Quoted text:
------------

I have a soft spot for beautiful and thoughtful children’s books, especially children’s literature with timeless philosophy for grown-ups. Tales for Little Rebels: A Collection of Radical Children’s Literature explores how the political beliefs of famous mid-century American authors shaped their cherished stories, teaching children to question rather than obey authority, to stand up and out rather than conform, to develop critical thinking skills rather than seek redemption through prayer.

Featuring 43 mostly out-of-print stories, comic strips, poems, primers, and other illustrated literary ephemera for pre-teen readers, the collection spans work by such icons as Dr. Seuss, Syd Hoff, Norma Klein, Langston Hughes and Carl Sandburg, as well as lesser-know authors, many of whom blacklisted at the time. The stories cover everything from civil rights to gender politics to environmental responsibility to dignity of labor, and each piece is prefaced by an introduction and a biographical sketch of the author.

Editor Julia Mickenberg offers an instantly sensible explanation for the project’s proposition:

People interested in changing the world have to be looking towards the future and are therefore interested in children.”

Jack Zipes writes in the book’s introduction:

The very idea of ‘radical children’s literature’ may be surprising, because we do not commonly think about the connections between children’s literature and politics. But children’s literature has always been ideological. Consider an ABC from the 1680s: ‘A. In Adam’s Fall / We Sinned all.’ And, next to a picture of a Bible, ‘B. Thy Life to Mend / This Book Attend.’ The New England Primer teaches more than just literacy.”

------------

Supplied information:
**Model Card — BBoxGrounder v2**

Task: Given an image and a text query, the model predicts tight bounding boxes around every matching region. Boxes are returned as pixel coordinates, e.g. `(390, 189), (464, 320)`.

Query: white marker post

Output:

------------

Exercise 1: From the passage on radical children's literature, repeat the part that opens with the words containing "Featuring 43 mostly" and closes with "of the author.".
Exercise 2:
Do these statements agree with the passage on radical children's literature? Answer yes or no for each and quote the deciding words.
(a) The collection includes 43 mostly out-of-print pieces.
(b) Every piece opens with an introduction and a biographical sketch of its author.
(c) Julia Mickenberg wrote the book's introduction.
Exercise 3: Pick up the passage on radical children's literature after its last sentence and keep writing.
The lines are separate material and have no connection to the passage on radical children's literature.

Final result 1:
Featuring 43 mostly out-of-print stories, comic strips, poems, primers, and other illustrated literary ephemera for pre-teen readers, the collection spans work by such icons as Dr. Seuss, Syd Hoff, Norma Klein, Langston Hughes and Carl Sandburg, as well as lesser-know authors, many of whom blacklisted at the time. The stories cover everything from civil rights to gender politics to environmental responsibility to dignity of labor, and each piece is prefaced by an introduction and a biographical sketch of the author.

Final result 2:
(a) Yes: "Featuring 43 mostly out-of-print stories, comic strips, poems, primers, and other illustrated literary ephemera for pre-teen readers"
(b) Yes: "each piece is prefaced by an introduction and a biographical sketch of the author"
(c) No: "Jack Zipes writes in the book’s introduction"

Final result 3:
Zipes points out the perplexing paradox in how we tend to think about what the appropriate and inappropriate subjects of children’s literature are, arguing that morality and politics are both embedded in

From the Puritans to the present day, the didactic tendency of books for young children suggests that adults have no problem prescribing a moral framework for the young. Yet there is the tendency to fear that ‘political propaganda’ will taint a young child’s ‘innocence.’ [...] Teaching children to obey a moral authority can be understood as a moral lesson, but it can also be understood as a political lesson.”

Tales for Little Rebels made me think of the subtle ideological messages in some of my favorite recent children’s books — in Blexbolex’s People, a meditation on human duality challenging commonly held stereotypes; in Shaun Tan’s The Lost Thing, a reflection on our search for belonging in an ever-confusing world; in Fani Marceau’s Panorama, a passionate case for biodiversity conservation; in Christoph Niemann’s That’s How!, a playful prompt to question the accepted explanations we’re given about how the world works.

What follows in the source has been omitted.